**Short exercise 1**
Reproduce the passage of the P3P letter starting with "But P3P does" and going on through "Privacy Protection Schleswig-Holstein[2].".
**Short exercise 2**
Output every line of the rows that follow the P3P letter as a Markdown table with the columns "No." and "Line", numbering each line and leaving out blank lines.

**Document excerpt**
Re: P3P and Truste Organisation

Dear M. Kausch, 

The Platform for Privacy Preferences Project (P3P) enables Web sites to
express their privacy practices in a standard format that can be
retrieved automatically and interpreted easily by user agents. P3P user
agents will allow users to be informed of site practices (in both
machine- and human-readable formats) and to automate decision-making
based on these practices when appropriate. Thus users need not read the
privacy policies at every site they visit.

But P3P does not contain any enforcement mechanism. It can't make sure,
that the declaration of the site corresponds to their current practice. 

One possibility to remedy this situations are labels. Labels like
Trust-e have a certain policy and control the site using their label. If
they don't follow the label's practice anymore, the label is withdrawn
from the site. In that way, labels have a role compared to the role of
data commissioners.. 

In the EU, data commissioners have already started to think about
providing labels. The first label[1] was created by the Independent Centre
for Privacy Protection Schleswig-Holstein[2].

**Stored records**
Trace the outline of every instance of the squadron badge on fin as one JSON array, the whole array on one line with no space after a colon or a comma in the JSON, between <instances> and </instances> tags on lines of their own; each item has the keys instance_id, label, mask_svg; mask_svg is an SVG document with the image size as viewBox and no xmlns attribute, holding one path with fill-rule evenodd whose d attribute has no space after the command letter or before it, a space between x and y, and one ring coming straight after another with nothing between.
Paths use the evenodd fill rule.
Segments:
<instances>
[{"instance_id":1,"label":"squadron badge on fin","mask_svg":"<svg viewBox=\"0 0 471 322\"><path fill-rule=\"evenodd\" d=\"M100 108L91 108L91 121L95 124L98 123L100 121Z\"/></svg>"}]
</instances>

**Response 1**
But P3P does not contain any enforcement mechanism. It can't make sure,
that the declaration of the site corresponds to their current practice. 

One possibility to remedy this situations are labels. Labels like
Trust-e have a certain policy and control the site using their label. If
they don't follow the label's practice anymore, the label is withdrawn
from the site. In that way, labels have a role compared to the role of
data commissioners.. 

In the EU, data commissioners have already started to think about
providing labels. The first label[1] was created by the Independent Centre
for Privacy Protection Schleswig-Holstein[2].

**Response 2**
| No. | Line |
|---|---|
| 1 | Trace the outline of every instance of the squadron badge on fin as one JSON array, the whole array on one line with no space after a colon or a comma in the JSON, between <instances> and </instances> tags on lines of their own; each item has the keys instance_id, label, mask_svg; mask_svg is an SVG document with the image size as viewBox and no xmlns attribute, holding one path with fill-rule evenodd whose d attribute has no space after the command letter or before it, a space between x and y, and one ring coming straight after another with nothing between. |
| 2 | Paths use the evenodd fill rule. |
| 3 | Segments: |
| 4 | <instances> |
| 5 | [{"instance_id":1,"label":"squadron badge on fin","mask_svg":"<svg viewBox=\"0 0 471 322\"><path fill-rule=\"evenodd\" d=\"M100 108L91 108L91 121L95 124L98 123L100 121Z\"/></svg>"}] |
| 6 | </instances> |